Page =>

• • • • •

There are too many layers to the trade that sent Ian Kinsler to the Detroit Tigers and Prince Fielder to the Texas Rangers to write a single, coherent article in summary. Therefore, I’m breaking it up. I wrote about Kinsler’s complicated aging profile and skill set here.
For now, let’s delve into a critical question about Fielder, one that will determine whether the Rangers got much better on Wednesday or not: Is his power coming back?
Prince Fielder, Batted-Ball Distribution, 2011
Prince Fielder, Batted-Ball Distribution, 2012
Prince Fielder, Batted-Ball Distribution, 2013
He hit 38 total home runs in 2011, 30 in 2012 and 25 in 2013. His isolated power dropped from .267 to .215 to .178. As you can see, the bulk of that was the loss of opposite-field and center-field power. He also popped the ball up more, so it was not merely bad luck that stole homers from him, but certainly, the transition from Miller Park (2011, with very hitter-friendly center and left-center fields) to Comerica Park (which sternly punishes power to those spots) hurt him.
Rangers Ballpark in Arlington plays closer to Milwaukee than Detroit. It’s warmer, on average, and the fences are closer in those critical spots where Fielder lost many bombs over the past two seasons. I do think he’ll see some rebound in his power, which should help straighten out some of his other offensive issues.

• • • • •

Data supplied =>
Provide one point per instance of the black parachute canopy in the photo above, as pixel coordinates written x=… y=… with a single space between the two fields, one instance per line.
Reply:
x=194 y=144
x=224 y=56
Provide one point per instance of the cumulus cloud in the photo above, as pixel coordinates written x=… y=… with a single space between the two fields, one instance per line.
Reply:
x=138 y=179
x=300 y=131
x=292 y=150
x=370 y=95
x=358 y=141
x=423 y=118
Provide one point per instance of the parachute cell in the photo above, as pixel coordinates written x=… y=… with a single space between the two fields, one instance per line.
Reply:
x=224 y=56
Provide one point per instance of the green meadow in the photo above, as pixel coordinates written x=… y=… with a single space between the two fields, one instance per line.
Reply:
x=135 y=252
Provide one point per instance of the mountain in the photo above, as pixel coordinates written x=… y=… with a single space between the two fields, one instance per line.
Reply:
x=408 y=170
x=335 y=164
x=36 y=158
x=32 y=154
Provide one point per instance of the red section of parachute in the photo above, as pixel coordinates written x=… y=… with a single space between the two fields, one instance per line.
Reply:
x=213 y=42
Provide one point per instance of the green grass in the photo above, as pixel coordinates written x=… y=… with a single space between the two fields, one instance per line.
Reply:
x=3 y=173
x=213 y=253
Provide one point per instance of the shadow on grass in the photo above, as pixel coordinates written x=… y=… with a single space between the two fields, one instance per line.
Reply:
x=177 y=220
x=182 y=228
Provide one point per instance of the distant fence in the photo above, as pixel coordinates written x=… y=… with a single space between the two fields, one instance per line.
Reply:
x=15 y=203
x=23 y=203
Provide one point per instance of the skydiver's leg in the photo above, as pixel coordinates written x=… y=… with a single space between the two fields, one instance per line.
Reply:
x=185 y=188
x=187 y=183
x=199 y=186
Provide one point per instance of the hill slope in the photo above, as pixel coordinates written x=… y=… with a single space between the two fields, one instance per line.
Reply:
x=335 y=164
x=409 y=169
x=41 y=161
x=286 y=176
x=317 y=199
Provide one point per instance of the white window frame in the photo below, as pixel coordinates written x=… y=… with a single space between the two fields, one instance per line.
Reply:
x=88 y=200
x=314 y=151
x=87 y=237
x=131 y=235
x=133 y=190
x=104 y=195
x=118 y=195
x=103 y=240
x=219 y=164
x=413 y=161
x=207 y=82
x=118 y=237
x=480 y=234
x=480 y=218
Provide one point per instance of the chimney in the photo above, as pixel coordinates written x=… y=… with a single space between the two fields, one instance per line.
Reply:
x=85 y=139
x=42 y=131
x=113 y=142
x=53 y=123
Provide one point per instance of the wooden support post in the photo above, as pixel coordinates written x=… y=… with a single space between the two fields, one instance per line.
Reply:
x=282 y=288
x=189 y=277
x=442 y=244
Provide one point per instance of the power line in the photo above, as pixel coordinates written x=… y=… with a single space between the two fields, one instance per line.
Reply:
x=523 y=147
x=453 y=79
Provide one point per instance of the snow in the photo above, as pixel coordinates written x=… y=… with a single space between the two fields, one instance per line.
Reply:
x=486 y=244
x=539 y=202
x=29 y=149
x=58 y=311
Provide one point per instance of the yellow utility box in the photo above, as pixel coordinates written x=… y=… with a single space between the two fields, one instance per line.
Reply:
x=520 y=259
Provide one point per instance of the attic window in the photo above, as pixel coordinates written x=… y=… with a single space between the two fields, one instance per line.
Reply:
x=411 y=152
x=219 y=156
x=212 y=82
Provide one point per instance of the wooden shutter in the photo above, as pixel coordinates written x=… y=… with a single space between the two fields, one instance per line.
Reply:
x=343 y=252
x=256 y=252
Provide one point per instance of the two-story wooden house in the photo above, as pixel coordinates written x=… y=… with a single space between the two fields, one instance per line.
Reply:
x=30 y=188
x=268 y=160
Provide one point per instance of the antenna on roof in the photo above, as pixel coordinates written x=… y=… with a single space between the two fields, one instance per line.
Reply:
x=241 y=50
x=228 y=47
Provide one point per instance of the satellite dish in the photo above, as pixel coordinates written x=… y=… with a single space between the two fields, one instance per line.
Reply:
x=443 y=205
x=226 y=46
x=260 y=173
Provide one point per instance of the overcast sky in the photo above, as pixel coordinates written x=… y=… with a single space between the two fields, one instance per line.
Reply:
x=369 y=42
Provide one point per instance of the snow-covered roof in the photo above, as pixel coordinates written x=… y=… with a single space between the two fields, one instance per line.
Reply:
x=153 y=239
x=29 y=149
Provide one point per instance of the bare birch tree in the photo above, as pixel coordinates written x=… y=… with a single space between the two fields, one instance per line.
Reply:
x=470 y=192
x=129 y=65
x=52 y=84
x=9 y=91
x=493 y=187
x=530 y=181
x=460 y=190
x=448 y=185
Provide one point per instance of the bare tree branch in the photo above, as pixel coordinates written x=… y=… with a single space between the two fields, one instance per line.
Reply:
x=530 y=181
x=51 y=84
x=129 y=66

• • • • •

Exercise instructions =>
**1)** Which ballparks are named in the article on Prince Fielder's power?
**2)** Write the next few sentences of the article on Prince Fielder's power, starting after its final line.
The items have nothing to do with the article on Prince Fielder's power.

Answers to the problems =>
**1)** Miller Park, Comerica Park, Rangers Ballpark in Arlington

**2)**
On the other hand, there’s a physical, mechanical reason for Fielder’s fading pop, one that no ballpark switch can solve. He’s under six feet tall, and his swing is an uppercut that carries the bat through the hitting zone pretty level, really. This came up during a prolonged Fielder slump, during one of his last two seasons in Milwaukee. I remember a former player—it may have been Aaron Boone or Nomar Garciaparra, or neither—talking about Fielder’s issues, and comparing him with then-teammate Ryan Braun. The analyst pointed out, and demonstrated with video, that when Fielder chased pitches (especially fastballs) up in the zone, or out of it, the ball often got above his hands at the point of contact. When that happens, the ball goes straight up. That feeds Fielder’s pop-up problem. Being short, though, and given his swing mechanics, it’s a tough thing to fix, especially as Fielder’s bat slows down with age. You can see, although I don’t want to put too much specific trust in the numbers, that his bat is slowing down, from the way his directional distribution has drifted around toward left field over the last few years.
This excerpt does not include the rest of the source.